- Problem description -
Quote the Good Samaritan passage from "Now here is" to "and compassion. SAFE.".

In Luke 10: 25-28, Jesus was asked "what shall I do to inherit eternal life?" and with great wisdom answered with his own question, "What is written in the law? how readest thou?"  The lawyer answered saying,

"Thou shalt love the Lord thy God with all thy heart, and with all thy soul, and with all thy strength, and with all thy mind; and thy neighbour as thyself."

Jesus confirmed, "Thou hast answered right: this do, and thou shalt live."  But here the lawyer didn't know who his neighbor was.  Jesus continues to explain by giving us the parable of the Good Samaritan.  Explaining that even those we disagree with, are not socially acceptable associates, or that we were taught to hate are, in fact, our neighbors.

Now here is where we all talk about the love and compassion that the Samaritan bestowed on the the man from Jerusalem.  He was a Godsend to his fellow human being; truly a miracle.  But instead of talking about the Samaritan, I'd like to talk about the man from Jerusalem.

In this story he is stripped, beaten, and left for dead.  I have never experienced this and pray I never do, but lets imagine what he is feeling.  Hurt, violated, worthless.  Then he has, not one, but multiple people see him and walk by.  These actions could solidify feelings of worthlessness, depression, and succumbing to death.

But then there is someone who stops to help.  This person cleans the mans wounds and carries him to safety where he can get the best help.  The man now might feel hope, love, support, understanding, and compassion. SAFE.

The men and women I know who are members of OW, and those who are not (myself included) but question other aspects of our LDS culture and church, feel these emotions. When members of our own church pass us by, count our concerns as unimportant, and scream hateful words at us this solidifies our feelings of worthlessness within the LDS Church.

- Input data -
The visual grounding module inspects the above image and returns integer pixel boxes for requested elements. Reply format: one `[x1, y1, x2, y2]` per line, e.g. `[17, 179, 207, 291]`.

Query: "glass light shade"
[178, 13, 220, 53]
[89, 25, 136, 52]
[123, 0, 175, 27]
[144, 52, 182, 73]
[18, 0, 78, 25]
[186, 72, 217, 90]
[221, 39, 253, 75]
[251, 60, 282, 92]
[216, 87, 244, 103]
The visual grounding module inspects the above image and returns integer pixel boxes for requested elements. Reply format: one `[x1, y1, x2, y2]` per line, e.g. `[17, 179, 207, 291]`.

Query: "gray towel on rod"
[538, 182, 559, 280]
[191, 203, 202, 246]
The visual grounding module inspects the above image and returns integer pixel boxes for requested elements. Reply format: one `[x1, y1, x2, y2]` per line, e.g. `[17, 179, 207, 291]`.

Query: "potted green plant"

- Task response -
Now here is where we all talk about the love and compassion that the Samaritan bestowed on the the man from Jerusalem.  He was a Godsend to his fellow human being; truly a miracle.  But instead of talking about the Samaritan, I'd like to talk about the man from Jerusalem.

In this story he is stripped, beaten, and left for dead.  I have never experienced this and pray I never do, but lets imagine what he is feeling.  Hurt, violated, worthless.  Then he has, not one, but multiple people see him and walk by.  These actions could solidify feelings of worthlessness, depression, and succumbing to death.

But then there is someone who stops to help.  This person cleans the mans wounds and carries him to safety where he can get the best help.  The man now might feel hope, love, support, understanding, and compassion. SAFE.